**To do:**
1. Print everything from "I dropped him" down to "a little modest." in the forum thread about texting after a first date, word for word.
2. Carry on the forum thread about texting after a first date from the point where it stops.

**Source document:**
★ ★ ★ ★

I dropped him a text after I got home that it was great to know about the stories he told about his dad…as he was a a big fan…
to my surprise he saw my text and left me on read. no response…absolute silence.
This happened on Wednesday. -_-
I never texted again it’s Sunday.
Did I make a fool of myself :(
What was this ?!
I understand if he lost interest but what about being a little modest.
Should I literally erase a guy from my mind after meeting him once ? This has happened to me before, am I doing something wrong ?March 18, 2019 at 8:45 am #743212
He’s not that into you. Move on to the next. A lot of dates never make it past date 1.March 18, 2019 at 11:08 am #743236
The only thing I see that you did wrong is you texted him first. Always BEST to gauge a man’s true interest by allowing him to take the next step by contacting you and planning another date. If he doesn’t then you delete his number and move on.
The problem with a woman texting first is you’re trying to keep his attention and if he had already decided he didn’t want to see you again (n the restaurant, at/in your car, drive home?) that he didn’t want to go out with you again. The ‘when’ he decided that doesn’t matter, he did, and if you had waited a couple days to see if he reached out and asked you out again, you would have known that a ‘non response’ IS a response—it means “no” or “not interested”.
A guy may respond or say “let’s do this again’ but it doesn’t mean they will, so don’t rely on their words, only their ACTIONS by taking you out again will determine their true interest and if they don’t it’s your CUE to not waste your time and energy chasing nothing.
In the future, thank the man after the date and if he says “let’s do this again” you can respond with “I would like that” which gives him the signal that you’re open to another date IF he asks you out again. If he doesn’t, its OK as its a big part of the dating process and need to expect and accept that not all first dates are going to lead to a second, third, fourth, tenth…March 20, 2019 at 3:56 am #743444
Generally how long should I wait…to see if a guy texts back or is really interested.
The thing is I went on a lunch and dinner with two different guys met them online but they never texted me back…I didn’t see any red flags with both of them. They were really nice, humble.

★ ★ ★ ★

**Supplied data:**
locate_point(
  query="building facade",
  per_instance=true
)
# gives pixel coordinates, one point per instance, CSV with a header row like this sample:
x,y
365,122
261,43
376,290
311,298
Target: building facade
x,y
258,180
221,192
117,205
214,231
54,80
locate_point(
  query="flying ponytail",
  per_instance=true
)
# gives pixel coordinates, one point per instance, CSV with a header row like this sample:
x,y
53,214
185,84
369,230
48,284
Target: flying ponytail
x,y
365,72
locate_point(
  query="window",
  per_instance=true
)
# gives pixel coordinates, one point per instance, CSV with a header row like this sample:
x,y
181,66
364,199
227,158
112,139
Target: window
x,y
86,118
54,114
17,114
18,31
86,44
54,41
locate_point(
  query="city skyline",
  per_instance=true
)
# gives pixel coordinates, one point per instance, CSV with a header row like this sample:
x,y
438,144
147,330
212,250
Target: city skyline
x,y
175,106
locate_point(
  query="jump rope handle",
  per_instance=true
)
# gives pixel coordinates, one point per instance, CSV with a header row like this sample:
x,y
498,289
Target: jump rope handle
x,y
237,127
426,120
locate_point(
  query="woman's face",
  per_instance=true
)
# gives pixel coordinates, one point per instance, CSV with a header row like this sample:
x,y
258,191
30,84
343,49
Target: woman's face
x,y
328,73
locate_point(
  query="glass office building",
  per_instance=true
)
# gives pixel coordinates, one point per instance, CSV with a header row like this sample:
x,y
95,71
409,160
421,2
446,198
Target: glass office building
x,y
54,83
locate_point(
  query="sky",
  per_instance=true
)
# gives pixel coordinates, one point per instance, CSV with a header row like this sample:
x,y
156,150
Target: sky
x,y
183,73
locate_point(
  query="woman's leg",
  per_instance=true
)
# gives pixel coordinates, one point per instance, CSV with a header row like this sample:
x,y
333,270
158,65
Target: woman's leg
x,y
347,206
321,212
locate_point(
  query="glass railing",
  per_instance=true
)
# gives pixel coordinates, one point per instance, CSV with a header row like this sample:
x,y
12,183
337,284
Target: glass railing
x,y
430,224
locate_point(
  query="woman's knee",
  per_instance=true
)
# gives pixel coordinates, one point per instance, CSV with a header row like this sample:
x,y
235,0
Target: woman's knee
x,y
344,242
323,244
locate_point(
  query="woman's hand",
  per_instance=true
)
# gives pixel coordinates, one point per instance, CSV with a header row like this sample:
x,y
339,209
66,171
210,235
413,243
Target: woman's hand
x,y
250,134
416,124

★ ★ ★ ★

**Responses by item number:**
1.
I dropped him a text after I got home that it was great to know about the stories he told about his dad…as he was a a big fan…
to my surprise he saw my text and left me on read. no response…absolute silence.
This happened on Wednesday. -_-
I never texted again it’s Sunday.
Did I make a fool of myself :(
What was this ?!
I understand if he lost interest but what about being a little modest.

2.
Before this the guys I met were jumping on me for physical intimacy…. those guys wanted to meet me again, but within first 3 dates they tried getting physical so I didn’t go ahead with them/met them again…
something has changed within me ….is it good/bad I don’t know :|March 20, 2019 at 6:00 am #743448
Someone being two years younger than you shouldn’t be a big deal, unless you are 20.
It wasn’t rude of you to end the conversation because you were cold. It was rude of him to stand out in the cold talking incessantly and not notice you were shivering.
Don’t text after a first date. Let him come to you.
He’s not interested in moving it forward for some reason. You have to get used to this in life and not let it bother you. What’s meant to work, works, When something doesn’t work, it wasn’t right for you and there’s something better coming. I really believe that. I keep seeing the truth of that.
If you’re going to date online then you have to get used to the majority of the dates are not going anywhere after the initial meeting. It’s not you, you aren’t doing anything wrong. Online dating is a pure numbers game. You have to be able to screen well and fast and side step a lot of weird, or it will play with your head.March 20, 2019 at 6:04 am #743449
And I don’t wait for guys after the first date. It was just one meeting, I keep going about my life. If they get in touch, great, if not oh well, next. I’ve had good first dates where I never heard from the guy again and it didn’t faze me.
You will usually hear from a man who’s interested within 3-5 days after. if it takes longer than that and he has no explanation, then he’s probably dating around. You should be too!